---------- Working data

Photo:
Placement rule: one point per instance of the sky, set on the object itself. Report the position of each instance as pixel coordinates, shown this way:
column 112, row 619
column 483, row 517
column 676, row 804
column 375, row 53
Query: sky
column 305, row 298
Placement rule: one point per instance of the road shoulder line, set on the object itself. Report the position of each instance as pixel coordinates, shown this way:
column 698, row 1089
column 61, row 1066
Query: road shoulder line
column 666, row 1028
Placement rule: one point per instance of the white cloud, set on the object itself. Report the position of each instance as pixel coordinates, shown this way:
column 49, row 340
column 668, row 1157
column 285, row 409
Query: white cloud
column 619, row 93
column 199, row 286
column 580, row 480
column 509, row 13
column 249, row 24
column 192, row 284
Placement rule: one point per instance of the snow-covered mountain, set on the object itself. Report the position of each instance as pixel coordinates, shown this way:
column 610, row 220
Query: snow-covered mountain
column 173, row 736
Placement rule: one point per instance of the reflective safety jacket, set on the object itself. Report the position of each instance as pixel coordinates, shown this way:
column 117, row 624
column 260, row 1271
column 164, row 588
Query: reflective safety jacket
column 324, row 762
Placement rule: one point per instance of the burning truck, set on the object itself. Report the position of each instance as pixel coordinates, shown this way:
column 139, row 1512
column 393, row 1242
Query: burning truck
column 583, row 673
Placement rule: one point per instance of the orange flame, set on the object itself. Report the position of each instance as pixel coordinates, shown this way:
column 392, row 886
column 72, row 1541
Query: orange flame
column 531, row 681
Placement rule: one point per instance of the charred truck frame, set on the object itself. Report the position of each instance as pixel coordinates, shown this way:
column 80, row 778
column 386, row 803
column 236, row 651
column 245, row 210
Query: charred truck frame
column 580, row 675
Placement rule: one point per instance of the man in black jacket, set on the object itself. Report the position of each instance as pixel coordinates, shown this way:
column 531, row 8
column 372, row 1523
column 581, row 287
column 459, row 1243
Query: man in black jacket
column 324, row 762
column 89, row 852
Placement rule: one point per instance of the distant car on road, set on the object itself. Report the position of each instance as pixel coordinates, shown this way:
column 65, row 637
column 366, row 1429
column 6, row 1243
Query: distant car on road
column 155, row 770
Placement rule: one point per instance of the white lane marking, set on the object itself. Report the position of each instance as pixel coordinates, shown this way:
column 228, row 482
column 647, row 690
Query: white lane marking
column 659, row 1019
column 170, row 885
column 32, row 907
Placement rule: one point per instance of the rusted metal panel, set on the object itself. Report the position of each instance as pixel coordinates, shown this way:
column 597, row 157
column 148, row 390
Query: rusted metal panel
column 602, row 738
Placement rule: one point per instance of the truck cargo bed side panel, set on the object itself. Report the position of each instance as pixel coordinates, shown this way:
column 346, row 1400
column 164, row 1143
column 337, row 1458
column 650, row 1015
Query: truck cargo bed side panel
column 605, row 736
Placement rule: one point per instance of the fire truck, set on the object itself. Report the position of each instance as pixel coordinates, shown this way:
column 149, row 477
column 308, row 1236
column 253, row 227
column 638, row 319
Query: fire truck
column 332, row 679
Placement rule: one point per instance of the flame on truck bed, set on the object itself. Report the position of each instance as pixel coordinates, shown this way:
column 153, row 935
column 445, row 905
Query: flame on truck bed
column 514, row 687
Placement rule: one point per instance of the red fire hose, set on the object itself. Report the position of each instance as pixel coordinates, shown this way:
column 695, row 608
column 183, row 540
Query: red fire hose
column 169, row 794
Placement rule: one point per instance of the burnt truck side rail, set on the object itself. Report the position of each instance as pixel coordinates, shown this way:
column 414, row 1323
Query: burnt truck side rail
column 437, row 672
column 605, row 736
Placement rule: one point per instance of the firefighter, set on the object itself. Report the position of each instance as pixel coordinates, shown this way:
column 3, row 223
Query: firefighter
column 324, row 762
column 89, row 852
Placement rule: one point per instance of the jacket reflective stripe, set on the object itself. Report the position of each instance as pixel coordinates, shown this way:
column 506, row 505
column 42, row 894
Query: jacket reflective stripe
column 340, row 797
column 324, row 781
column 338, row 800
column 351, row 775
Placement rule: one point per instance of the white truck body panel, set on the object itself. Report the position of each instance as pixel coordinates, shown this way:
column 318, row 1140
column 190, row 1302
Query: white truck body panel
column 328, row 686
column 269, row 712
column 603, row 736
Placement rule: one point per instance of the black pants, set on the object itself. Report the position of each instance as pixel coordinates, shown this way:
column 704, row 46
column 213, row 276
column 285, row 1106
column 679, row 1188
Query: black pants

--------------------

#### Brief
Give every line of the material above as a numbered list, leaving out any blank lines.

#### Expected answer
1. Photo:
2. Placement rule: one point per instance of the sky, set on the object itself. Report the position of each instance as pixel coordinates, shown this way:
3. column 112, row 619
4. column 483, row 517
5. column 676, row 804
6. column 375, row 53
7. Query: sky
8. column 305, row 298
9. Placement rule: one point per instance of the road shoulder line, set on the object itself. Report the position of each instance as pixel coordinates, shown this way:
10. column 698, row 1089
11. column 61, row 1066
12. Query: road shoulder line
13. column 666, row 1028
14. Placement rule: one point per instance of the white cloud, set on the object itself. Report the position of each instance as pixel coordinates, shown this way:
15. column 49, row 340
16. column 668, row 1157
17. column 285, row 409
18. Query: white cloud
19. column 619, row 93
20. column 199, row 286
21. column 580, row 480
22. column 509, row 13
23. column 249, row 24
24. column 192, row 284
25. Placement rule: one point per instance of the snow-covered mountain, set on the object itself. Report the position of each instance as pixel coordinates, shown this way:
26. column 610, row 220
27. Query: snow-covered mountain
28. column 173, row 736
29. Placement rule: one point per instance of the reflective safety jacket, set on the object itself. Report the position of each instance as pixel coordinates, shown this way:
30. column 117, row 624
31. column 260, row 1271
32. column 164, row 588
33. Query: reflective safety jacket
34. column 324, row 762
35. Placement rule: one point per instance of the burning truck, set on the object itself. Report the position of each instance as pixel coordinates, shown this way:
36. column 139, row 1512
37. column 393, row 1242
38. Query: burning truck
39. column 583, row 673
40. Placement rule: one point per instance of the orange flame, set on the object itself. Report the position of each instance as pixel coordinates, shown this way:
41. column 392, row 886
42. column 72, row 1541
43. Query: orange flame
44. column 531, row 681
45. Placement rule: one point per instance of the charred truck frame, set on the object itself. Report the position of each instance as pixel coordinates, shown this way:
46. column 80, row 778
47. column 386, row 803
48. column 236, row 651
49. column 245, row 210
50. Query: charred truck frame
51. column 580, row 675
52. Placement rule: one point per instance of the man in black jacket, set on the object itself. Report the position of each instance as pixel coordinates, shown this way:
53. column 531, row 8
54. column 372, row 1523
55. column 581, row 287
56. column 459, row 1243
57. Query: man in black jacket
58. column 324, row 762
59. column 89, row 852
60. Placement rule: one point per instance of the distant car on road, set on the object itself. Report the position of each instance as pixel coordinates, shown this way:
61. column 65, row 637
62. column 366, row 1429
63. column 6, row 1243
64. Query: distant car on road
65. column 155, row 770
66. Placement rule: one point per instance of the white lane marking, set on the object itself. Report the position of each instance as pixel coordinates, shown this way:
67. column 228, row 482
68. column 647, row 690
69. Query: white lane marking
70. column 659, row 1019
71. column 170, row 885
72. column 32, row 907
73. Placement rule: one point per instance of the rusted metal panel, set on the object itself. Report the position of each instance as pixel coordinates, shown this way:
74. column 597, row 157
75. column 148, row 390
76. Query: rusted metal panel
77. column 602, row 738
78. Placement rule: one point per instance of the truck cargo bed side panel, set on the object itself. Report the position of each instance as pixel coordinates, shown this way:
79. column 346, row 1400
80. column 164, row 1143
81. column 337, row 1458
82. column 650, row 1015
83. Query: truck cargo bed side panel
84. column 605, row 736
85. Placement rule: one point per instance of the fire truck, set on the object itself. Report the position of each instance as pixel coordinates, shown this way:
86. column 149, row 477
87. column 308, row 1236
88. column 253, row 227
89. column 638, row 319
90. Query: fire truck
91. column 332, row 679
92. Placement rule: one point per instance of the flame on truck bed, set on the object itself. Report the position of each instance as pixel coordinates, shown this way:
93. column 153, row 935
94. column 445, row 905
95. Query: flame on truck bed
96. column 514, row 687
97. Placement rule: one point per instance of the red fire hose, set on the object itself. Report the position of each instance as pixel coordinates, shown this way:
98. column 695, row 608
99. column 183, row 540
100. Query: red fire hose
101. column 169, row 794
102. Placement rule: one point per instance of the burnt truck side rail, set on the object itself. Report the position of each instance as pixel coordinates, shown this way:
103. column 414, row 1323
104. Query: burnt truck side rail
105. column 437, row 672
106. column 605, row 736
107. Placement rule: one point per instance of the firefighter, set on the object itself. Report the position of each instance as pixel coordinates, shown this way:
108. column 3, row 223
109. Query: firefighter
110. column 324, row 762
111. column 89, row 852
112. Placement rule: one point per instance of the jacket reflective stripe, set on the object itself. Report the position of each instance as pixel coordinates, shown this way:
113. column 506, row 505
114. column 42, row 894
115. Query: jacket reflective stripe
116. column 340, row 797
117. column 324, row 781
118. column 338, row 800
119. column 351, row 775
120. Placement rule: one point per instance of the white truck body panel, set on the object itself. Report the position of each instance as pixel coordinates, shown this way:
121. column 318, row 1140
122. column 190, row 1302
123. Query: white truck body panel
124. column 328, row 686
125. column 269, row 712
126. column 603, row 736
127. Placement rule: one point per instance of the black pants, set on the object itself. Report the position of each instance as pixel coordinates, shown this way:
128. column 704, row 46
129. column 213, row 276
130. column 285, row 1106
131. column 679, row 1188
132. Query: black pants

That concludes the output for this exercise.